- [What the exercise asks]:
The answer is the full set of records, given again exactly and without images.

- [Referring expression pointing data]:
+++
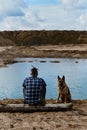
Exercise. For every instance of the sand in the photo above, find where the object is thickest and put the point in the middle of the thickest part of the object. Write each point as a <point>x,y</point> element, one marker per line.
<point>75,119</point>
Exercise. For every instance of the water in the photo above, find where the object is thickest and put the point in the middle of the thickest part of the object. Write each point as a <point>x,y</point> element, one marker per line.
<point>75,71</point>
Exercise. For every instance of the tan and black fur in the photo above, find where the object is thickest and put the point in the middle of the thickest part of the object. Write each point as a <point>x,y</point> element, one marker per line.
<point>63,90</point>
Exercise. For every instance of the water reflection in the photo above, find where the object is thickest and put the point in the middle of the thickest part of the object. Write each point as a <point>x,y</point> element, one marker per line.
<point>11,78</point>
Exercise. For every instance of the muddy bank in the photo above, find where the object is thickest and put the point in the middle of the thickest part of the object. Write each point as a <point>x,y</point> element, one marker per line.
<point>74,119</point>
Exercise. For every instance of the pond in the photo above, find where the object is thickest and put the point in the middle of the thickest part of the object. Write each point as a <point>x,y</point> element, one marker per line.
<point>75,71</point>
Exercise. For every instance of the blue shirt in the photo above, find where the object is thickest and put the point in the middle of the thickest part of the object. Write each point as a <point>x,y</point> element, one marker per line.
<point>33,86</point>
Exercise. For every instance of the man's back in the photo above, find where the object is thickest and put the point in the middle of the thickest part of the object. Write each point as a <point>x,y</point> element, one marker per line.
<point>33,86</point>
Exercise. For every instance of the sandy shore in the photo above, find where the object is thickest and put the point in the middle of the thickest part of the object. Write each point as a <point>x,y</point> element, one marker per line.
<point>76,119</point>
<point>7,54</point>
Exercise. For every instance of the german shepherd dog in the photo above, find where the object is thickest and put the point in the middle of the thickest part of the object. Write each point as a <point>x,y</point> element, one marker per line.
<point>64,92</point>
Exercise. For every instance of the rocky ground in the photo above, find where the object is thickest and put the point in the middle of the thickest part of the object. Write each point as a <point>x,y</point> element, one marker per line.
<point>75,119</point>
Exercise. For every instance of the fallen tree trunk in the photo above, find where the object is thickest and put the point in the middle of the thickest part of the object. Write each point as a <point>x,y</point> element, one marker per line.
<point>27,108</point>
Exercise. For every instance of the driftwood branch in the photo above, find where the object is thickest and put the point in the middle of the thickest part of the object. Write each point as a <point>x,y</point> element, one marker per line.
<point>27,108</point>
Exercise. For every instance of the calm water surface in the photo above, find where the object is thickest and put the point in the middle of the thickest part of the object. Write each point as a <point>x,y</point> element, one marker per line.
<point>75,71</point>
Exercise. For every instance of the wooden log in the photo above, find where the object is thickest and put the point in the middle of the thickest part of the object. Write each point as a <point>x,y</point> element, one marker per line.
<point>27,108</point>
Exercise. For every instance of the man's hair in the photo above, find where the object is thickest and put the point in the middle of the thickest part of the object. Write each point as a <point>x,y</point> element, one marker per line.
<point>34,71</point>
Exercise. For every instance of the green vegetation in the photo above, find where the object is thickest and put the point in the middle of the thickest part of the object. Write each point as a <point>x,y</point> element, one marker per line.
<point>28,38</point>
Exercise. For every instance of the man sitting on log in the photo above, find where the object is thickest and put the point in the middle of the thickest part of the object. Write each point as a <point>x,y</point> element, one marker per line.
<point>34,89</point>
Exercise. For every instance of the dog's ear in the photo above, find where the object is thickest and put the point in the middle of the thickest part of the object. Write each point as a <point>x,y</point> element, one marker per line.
+++
- [Result for this task]:
Exercise. For every instance of the sand in the photo above, find where the object is thickest and put the point in the middle of the thickest part of the object. Write each point as a <point>x,y</point> element, one marker per line.
<point>75,119</point>
Exercise. For every instance of the water in the photo above, find where the object is thickest and put the point in the middle of the thickest part of the object. Write each point as a <point>x,y</point> element, one marker per line.
<point>75,71</point>
Exercise. For every instance of the tan and black fur in the photo above, find where the object is thickest and put the point in the middle of the thickest part of the object. Write each point as a <point>x,y</point> element, one marker per line.
<point>63,90</point>
Exercise. For every instance of the water reflection in the photo above, find where the object is thickest and put the point in the middle of the thickest part of the object. Write each point as a <point>x,y</point> element, one marker per line.
<point>11,78</point>
Exercise. For every instance of the muddy bank in the photo above, find where the object is thickest and put the point in the middle of the thickest part of the object. Write each point as a <point>x,y</point> element, one marker per line.
<point>74,119</point>
Exercise. For every instance of the pond in the photo above, find where the object is thickest and put the point in the middle of the thickest part of the object. Write each point as a <point>x,y</point> element, one marker per line.
<point>75,71</point>
Exercise. For every instance of the blue shirt in the photo above, find where the object is thickest and put the point in the middle of the thickest part of the object. Write each point as a <point>x,y</point> element, one marker per line.
<point>33,86</point>
Exercise. For every instance of the man's back in the photo above, find where the object is thickest and put the point in the middle of the thickest part of the object. Write each point as a <point>x,y</point> element, one marker per line.
<point>33,86</point>
Exercise. For every instance of the sandy shore in the photo above, find where the object is thickest and put the point in the middle of the thickest part of the object. Write each point as a <point>x,y</point> element, one marker per line.
<point>76,119</point>
<point>7,54</point>
Exercise. For every instance of the german shepherd dog in the photo above, find where the object is thickest and put the point in the middle of the thickest part of the object. Write each point as a <point>x,y</point> element, one marker per line.
<point>64,92</point>
Exercise. For every instance of the rocky ground in the photo above, find where the object is thickest and put the point in the middle of the thickest part of the object. Write each point as a <point>x,y</point> element, one marker per line.
<point>75,119</point>
Exercise. For every instance of the fallen tree trunk in the photo above, find where the object is thickest and put the point in the middle of the thickest part of the object. Write each point as a <point>x,y</point> element, one marker per line.
<point>27,108</point>
Exercise. For every instance of the driftwood branch in the photo above, find where the object is thickest and put the point in the middle of the thickest part of the object. Write each point as a <point>x,y</point> element, one marker per line.
<point>27,108</point>
Exercise. For every instance of the calm water surface in the photo above, find where the object is thickest and put the point in the middle of the thickest part of the object. Write each point as a <point>x,y</point> element, one marker per line.
<point>75,71</point>
Exercise. For every instance of the wooden log in the photo above, find where the object is thickest and put the point in the middle of the thickest part of the object. Write each point as a <point>x,y</point> element, one marker per line.
<point>27,108</point>
Exercise. For every instance of the man's hair in the photo above, find where the object is thickest and put the point in the middle of the thickest part of the object. Write each point as a <point>x,y</point> element, one marker per line.
<point>34,71</point>
Exercise. For every instance of the green vegetation in the photo above, find where the object is thickest and put the point in the middle of the thickest part of the object. Write each point as a <point>x,y</point> element, one marker per line.
<point>28,38</point>
Exercise. For every instance of the man sitting on log in the photo above, find where the object is thickest and put the point in the middle of the thickest part of the object. Write each point as a <point>x,y</point> element, one marker per line.
<point>34,89</point>
Exercise. For every instance of the dog's ear in the photo above, find where the object is thickest and put the point in the middle of the thickest part of the object. Write each point as a <point>x,y</point> element, one marker per line.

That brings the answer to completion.